WHAT YOU ARE ASKED TO DO — Please write out the part of the listing below that runs from the line containing "beach shown above." to the line containing "[43,305,360,463]" as a numbered list. Include both of those lines, leave out blank lines, and give no other lines.

DATA FOR THIS EXERCISE —
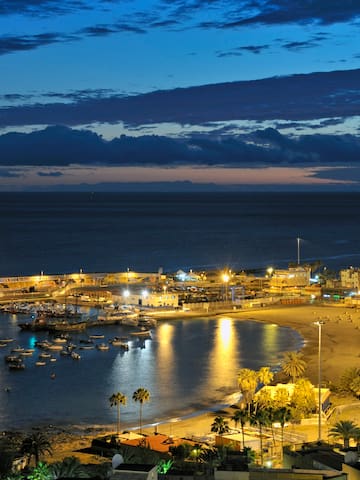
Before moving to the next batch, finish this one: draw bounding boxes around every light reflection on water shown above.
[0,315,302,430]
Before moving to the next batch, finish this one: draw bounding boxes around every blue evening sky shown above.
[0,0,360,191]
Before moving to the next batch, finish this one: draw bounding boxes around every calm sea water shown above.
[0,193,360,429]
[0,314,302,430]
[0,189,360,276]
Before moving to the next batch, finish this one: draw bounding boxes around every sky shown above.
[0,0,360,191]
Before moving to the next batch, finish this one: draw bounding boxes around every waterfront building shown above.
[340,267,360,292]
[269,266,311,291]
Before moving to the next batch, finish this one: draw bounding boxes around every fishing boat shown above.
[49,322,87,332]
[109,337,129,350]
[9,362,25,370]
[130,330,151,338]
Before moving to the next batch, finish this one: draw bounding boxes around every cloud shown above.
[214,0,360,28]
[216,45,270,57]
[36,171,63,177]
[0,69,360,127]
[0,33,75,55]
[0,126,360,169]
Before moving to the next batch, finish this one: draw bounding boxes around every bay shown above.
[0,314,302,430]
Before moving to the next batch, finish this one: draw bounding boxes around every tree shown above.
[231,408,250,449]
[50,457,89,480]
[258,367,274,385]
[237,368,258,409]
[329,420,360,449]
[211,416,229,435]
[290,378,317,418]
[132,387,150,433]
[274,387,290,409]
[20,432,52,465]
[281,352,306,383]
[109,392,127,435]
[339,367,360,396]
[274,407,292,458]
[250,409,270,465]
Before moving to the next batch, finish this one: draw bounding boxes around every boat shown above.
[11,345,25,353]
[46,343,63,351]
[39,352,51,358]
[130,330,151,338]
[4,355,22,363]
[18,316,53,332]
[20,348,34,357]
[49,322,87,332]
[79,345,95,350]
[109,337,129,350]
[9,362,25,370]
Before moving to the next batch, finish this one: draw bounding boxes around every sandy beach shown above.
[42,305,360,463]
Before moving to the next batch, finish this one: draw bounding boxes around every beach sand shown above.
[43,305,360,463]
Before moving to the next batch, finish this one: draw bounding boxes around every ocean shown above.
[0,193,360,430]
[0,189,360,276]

--

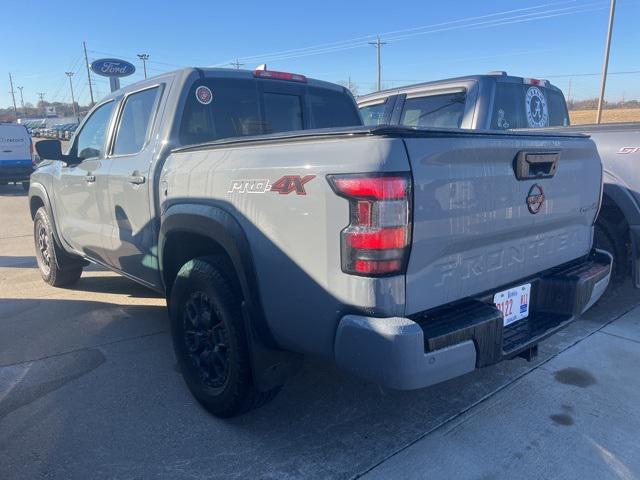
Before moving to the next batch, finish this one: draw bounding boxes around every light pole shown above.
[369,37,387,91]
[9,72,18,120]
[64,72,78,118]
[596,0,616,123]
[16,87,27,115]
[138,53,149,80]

FINAL RESULT —
1. Before moving to the next batch, finish this one: draw bounding boxes around every sandy beach shown above.
2. [42,305,360,463]
3. Before moving to the next batch, finish this one: draw bounding boxes around every beach sand shown above.
4. [43,305,360,463]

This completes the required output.